== AUSGEWÄHLTER TEXT ==
==============================

Da gibt es keine pauschale Antwort. Die Stundenansätze sind je nach Branche unterschiedlich. Martina Walthert hat vor allem zwei Tipps, wenn es um die Stundensätze geht. Erstens: In die Tarife gehören nicht nur die effektive Arbeitszeit für den Auftrag, sondern auch andere Kosten. «In den Stundenansatz einberechnen muss man auch Anteile der Miete, Ausgaben für Geräte und andere Infrastrukturen, Versicherungskosten, Ferien sowie Zeiten, in denen man neue Kund:innen akquiriert oder Administratives erledigt.»
Zweitens: Arbeite wenn immer möglich mit Offerten. «Es ist wichtig, von Anfang an mit Kund:innen über Geld zu reden. So können alle abschätzen, was auf sie zukommt, und man hat eine schriftliche Grundlage», sagt Martina Walthert. Richtwerte für Tarife und Offerten gibt es bei Berufs- und Branchenverbänden sowie bei Gewerkschaften. Auch Gespräche mit anderen Selbstständigen können aufschlussreich sein.
Übrigens: Der Gender Pay Gap existiert auch bei Freelancer:innen. Für die Schweiz gibt es dazu zwar keine Zahlen. Aber eine internationale Studie zeigt, dass Frauen im Schnitt 18 Prozent weniger Geld für ihre Arbeit bekommen als Männer. Darum: Checke die Tarife in deiner Branche und scheue dich nicht, einen angemessenen Preis zu verlangen.
Muss ich Mehrwertsteuer bezahlen?
Sobald du mit deinem Unternehmen mehr als 100’000 Franken Umsatz pro Jahr machst, wirst du mehrwertsteuerpflichtig. Die Mehrwertsteuer schlägst du in der Regel auf deinen Preis drauf und weist sie auch auf deinen Rechnungen aus. Die aktuellen Sätze sind:
- 7,7 Prozent: der Normalsatz, er gilt für die meisten Güter und Dienstleistungen.
- 3,7 Prozent: der Sondersatz, er gilt in der Hotellerie für Beherbergung und Frühstück.
- 2,5 Prozent: der reduzierter Satz, er gilt für Lebensmittel, Medikamente, Bücher, Zeitschriften, Zeitungen und Eintritte an Sport- sowie Kulturevents.
Musst du Mehrwertsteuer bezahlen, kannst du dich beim Bund direkt online dafür anmelden.
Was passiert, wenn mir die Arbeit ausgeht?
Das kann bitter werden, denn als Selbstständige:r bist du nicht gegen Arbeitslosigkeit versichert. Das heisst: Wenn du keine Aufträge mehr hast, bekommst du auch kein Geld von der Arbeitslosenversicherung. «Als Selbstständige:r ohne Einkommen müssen wir zum Sozialamt oder uns anstellen lassen. Eine andere Möglichkeit haben wir nicht», sagt Martina Walthert. Das soll sich ändern. Die Arbeitsgruppe der Gewerkschaft Syndicom, in der Martina Walthert mitwirkt, fordert eine Auftragsausfallversicherung für Einzelfirmen. Das Anliegen soll auf die politische Agenda, damit Selbstständige in Zukunft besser abgesichert werden.
Und was, wenn ich schwanger bin?

==============================

Gesammelte Dateneinträge
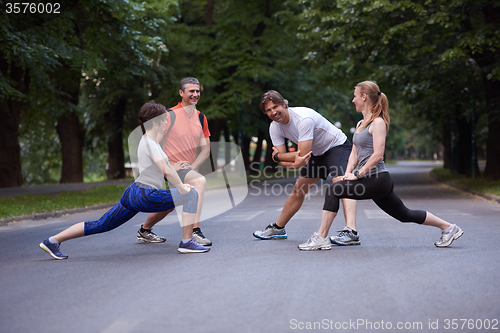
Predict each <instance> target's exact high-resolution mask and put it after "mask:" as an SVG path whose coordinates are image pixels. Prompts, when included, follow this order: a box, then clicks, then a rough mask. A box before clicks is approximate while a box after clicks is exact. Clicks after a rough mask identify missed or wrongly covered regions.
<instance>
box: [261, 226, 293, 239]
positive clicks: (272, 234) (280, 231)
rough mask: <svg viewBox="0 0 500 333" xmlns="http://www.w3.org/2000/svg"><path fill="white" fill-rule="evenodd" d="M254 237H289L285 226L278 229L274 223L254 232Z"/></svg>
mask: <svg viewBox="0 0 500 333" xmlns="http://www.w3.org/2000/svg"><path fill="white" fill-rule="evenodd" d="M253 235H254V237H257V238H259V239H286V238H288V236H287V234H286V231H285V228H283V229H278V228H275V227H274V226H273V225H272V224H270V225H268V226H267V227H266V229H264V230H257V231H256V232H254V233H253Z"/></svg>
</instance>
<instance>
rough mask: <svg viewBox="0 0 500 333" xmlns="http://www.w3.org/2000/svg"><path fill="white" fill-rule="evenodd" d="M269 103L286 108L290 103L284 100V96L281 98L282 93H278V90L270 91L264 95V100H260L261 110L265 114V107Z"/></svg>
mask: <svg viewBox="0 0 500 333" xmlns="http://www.w3.org/2000/svg"><path fill="white" fill-rule="evenodd" d="M267 102H273V103H274V104H281V105H283V106H284V107H285V108H287V107H288V101H287V100H286V99H284V98H283V96H281V95H280V93H279V92H277V91H276V90H269V91H268V92H266V93H265V94H264V95H262V98H261V99H260V110H261V111H262V112H264V113H266V110H265V107H266V104H267Z"/></svg>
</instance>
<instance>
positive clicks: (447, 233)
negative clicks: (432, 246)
mask: <svg viewBox="0 0 500 333" xmlns="http://www.w3.org/2000/svg"><path fill="white" fill-rule="evenodd" d="M463 233H464V231H463V230H462V229H460V227H459V226H457V225H456V224H452V228H451V231H448V232H446V231H444V230H443V231H442V232H441V238H440V239H439V240H438V241H437V242H435V243H434V245H436V246H437V247H447V246H449V245H451V243H452V242H453V241H454V240H455V239H458V238H459V237H460V236H462V235H463Z"/></svg>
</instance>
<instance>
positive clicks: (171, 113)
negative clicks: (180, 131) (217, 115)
mask: <svg viewBox="0 0 500 333" xmlns="http://www.w3.org/2000/svg"><path fill="white" fill-rule="evenodd" d="M167 112H168V113H170V126H169V127H168V130H167V132H166V133H165V136H166V135H168V133H169V132H170V130H171V129H172V126H174V123H175V118H176V117H177V116H176V115H175V112H174V110H172V109H168V110H167ZM198 120H199V121H200V124H201V129H202V130H203V129H204V127H205V115H204V114H203V113H201V112H200V114H199V115H198Z"/></svg>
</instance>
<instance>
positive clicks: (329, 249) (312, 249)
mask: <svg viewBox="0 0 500 333" xmlns="http://www.w3.org/2000/svg"><path fill="white" fill-rule="evenodd" d="M331 248H332V243H331V242H330V239H328V237H326V238H324V239H323V238H321V237H320V235H319V234H318V233H317V232H315V233H314V235H312V236H311V238H309V239H308V240H307V242H305V243H302V244H300V245H299V250H302V251H315V250H330V249H331Z"/></svg>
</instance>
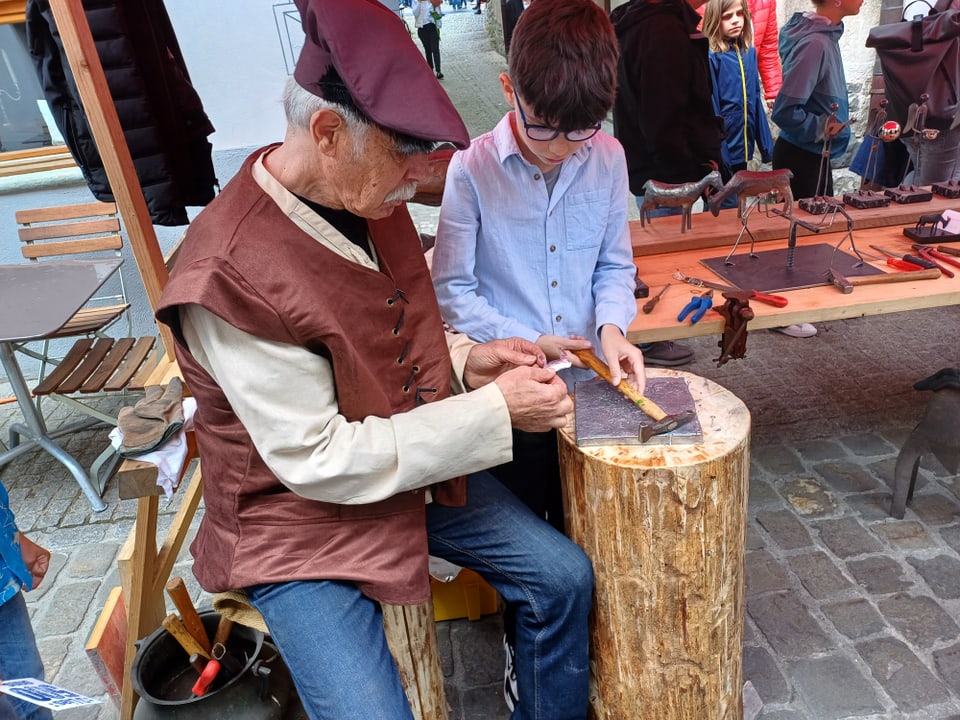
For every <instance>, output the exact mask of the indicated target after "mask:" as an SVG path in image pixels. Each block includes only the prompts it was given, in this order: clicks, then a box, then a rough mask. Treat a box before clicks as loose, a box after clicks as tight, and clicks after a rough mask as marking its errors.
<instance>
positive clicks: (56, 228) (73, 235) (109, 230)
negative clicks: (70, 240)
mask: <svg viewBox="0 0 960 720" xmlns="http://www.w3.org/2000/svg"><path fill="white" fill-rule="evenodd" d="M119 232H120V219H119V218H117V217H106V218H77V219H75V220H73V221H72V222H61V223H54V224H41V225H27V224H25V223H24V224H21V227H20V228H19V229H18V230H17V235H18V236H19V237H20V241H21V242H35V241H37V240H55V239H57V238H73V237H83V236H86V235H116V234H117V233H119Z"/></svg>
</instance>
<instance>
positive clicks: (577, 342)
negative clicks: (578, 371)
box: [537, 335, 593, 367]
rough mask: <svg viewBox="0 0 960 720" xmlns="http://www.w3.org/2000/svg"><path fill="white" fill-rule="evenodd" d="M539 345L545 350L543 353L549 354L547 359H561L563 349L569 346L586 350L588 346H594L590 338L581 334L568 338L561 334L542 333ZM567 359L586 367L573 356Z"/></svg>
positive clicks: (591, 346)
mask: <svg viewBox="0 0 960 720" xmlns="http://www.w3.org/2000/svg"><path fill="white" fill-rule="evenodd" d="M537 345H538V346H539V347H540V349H541V350H543V354H544V355H546V356H547V360H559V359H560V358H562V357H563V356H564V355H563V351H564V350H566V349H567V348H572V349H576V350H586V349H587V348H590V347H593V345H592V344H591V343H590V341H589V340H587V339H586V338H583V337H581V336H579V335H571V336H570V337H568V338H565V337H560V336H559V335H541V336H540V337H538V338H537ZM567 359H568V360H570V361H571V362H572V363H573V364H574V365H575V366H576V367H585V365H584V364H583V363H582V362H580V361H579V360H577V359H576V358H575V357H573V356H570V357H568V358H567Z"/></svg>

==============================

== AUFGABEN ==
(A) Gib aus dem Text zur Selbstständigkeit den Abschnitt von „- 3,7 Prozent: der“ bis „die Arbeit ausgeht?“ wortgetreu wieder.
(B) Warum soll man laut dem Text zur Selbstständigkeit wenn immer möglich mit Offerten arbeiten? Antworte in ein bis drei Sätzen.
(C) Zähle alle Posten auf, die laut dem Text zur Selbstständigkeit neben der effektiven Arbeitszeit in den Stundenansatz einberechnet werden müssen.

== LÖSUNGEN ==
(A)
- 3,7 Prozent: der Sondersatz, er gilt in der Hotellerie für Beherbergung und Frühstück.
- 2,5 Prozent: der reduzierter Satz, er gilt für Lebensmittel, Medikamente, Bücher, Zeitschriften, Zeitungen und Eintritte an Sport- sowie Kulturevents.
Musst du Mehrwertsteuer bezahlen, kannst du dich beim Bund direkt online dafür anmelden.
Was passiert, wenn mir die Arbeit ausgeht?

(B) Es ist wichtig, von Anfang an mit Kund:innen über Geld zu reden. So können alle abschätzen, was auf sie zukommt, und man hat eine schriftliche Grundlage.

(C)
- Anteile der Miete
- Ausgaben für Geräte und andere Infrastrukturen
- Versicherungskosten
- Ferien
- Zeiten, in denen man neue Kund:innen akquiriert
- Zeiten, in denen man Administratives erledigt